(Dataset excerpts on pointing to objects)
==============================
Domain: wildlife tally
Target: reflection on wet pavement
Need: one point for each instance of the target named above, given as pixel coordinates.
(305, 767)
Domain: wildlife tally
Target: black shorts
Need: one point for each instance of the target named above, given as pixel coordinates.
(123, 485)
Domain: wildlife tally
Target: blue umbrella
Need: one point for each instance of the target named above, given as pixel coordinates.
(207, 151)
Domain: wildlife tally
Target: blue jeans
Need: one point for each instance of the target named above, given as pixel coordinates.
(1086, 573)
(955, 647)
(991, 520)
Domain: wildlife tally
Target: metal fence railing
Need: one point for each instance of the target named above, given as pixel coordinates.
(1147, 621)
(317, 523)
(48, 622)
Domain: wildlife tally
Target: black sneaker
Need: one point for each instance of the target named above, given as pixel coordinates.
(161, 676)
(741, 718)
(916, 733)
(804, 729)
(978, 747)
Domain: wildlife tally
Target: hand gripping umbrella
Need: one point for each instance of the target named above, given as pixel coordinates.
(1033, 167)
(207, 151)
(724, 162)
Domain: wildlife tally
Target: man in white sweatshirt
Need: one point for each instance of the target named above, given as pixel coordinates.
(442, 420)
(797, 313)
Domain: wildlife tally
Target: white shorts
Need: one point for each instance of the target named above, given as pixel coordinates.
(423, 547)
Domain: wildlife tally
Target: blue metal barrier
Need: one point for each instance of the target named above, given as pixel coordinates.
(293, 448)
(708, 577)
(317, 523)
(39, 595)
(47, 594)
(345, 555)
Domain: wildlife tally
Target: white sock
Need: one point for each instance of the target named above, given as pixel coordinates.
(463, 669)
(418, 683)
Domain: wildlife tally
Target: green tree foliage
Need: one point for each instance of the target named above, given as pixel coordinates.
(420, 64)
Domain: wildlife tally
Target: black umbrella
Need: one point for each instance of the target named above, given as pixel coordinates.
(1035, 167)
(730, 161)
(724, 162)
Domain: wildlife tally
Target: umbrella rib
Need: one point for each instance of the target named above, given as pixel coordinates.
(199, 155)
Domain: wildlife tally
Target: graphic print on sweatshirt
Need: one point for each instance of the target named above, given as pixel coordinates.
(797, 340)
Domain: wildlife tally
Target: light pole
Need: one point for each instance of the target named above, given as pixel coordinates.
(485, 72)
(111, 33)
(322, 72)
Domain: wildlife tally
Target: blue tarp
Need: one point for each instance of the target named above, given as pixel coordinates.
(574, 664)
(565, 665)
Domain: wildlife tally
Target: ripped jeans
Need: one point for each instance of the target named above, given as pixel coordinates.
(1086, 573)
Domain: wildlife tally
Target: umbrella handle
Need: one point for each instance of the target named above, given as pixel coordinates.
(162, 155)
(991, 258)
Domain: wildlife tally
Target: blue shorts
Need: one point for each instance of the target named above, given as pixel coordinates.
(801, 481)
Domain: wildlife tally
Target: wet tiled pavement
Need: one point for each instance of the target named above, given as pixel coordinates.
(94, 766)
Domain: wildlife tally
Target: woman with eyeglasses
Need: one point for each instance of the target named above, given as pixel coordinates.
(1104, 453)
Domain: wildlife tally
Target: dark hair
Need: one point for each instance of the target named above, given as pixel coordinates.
==============================
* _Required work_
How many lines in the rows above contain the word "white"? Reply with the number alone.

* _Response_
3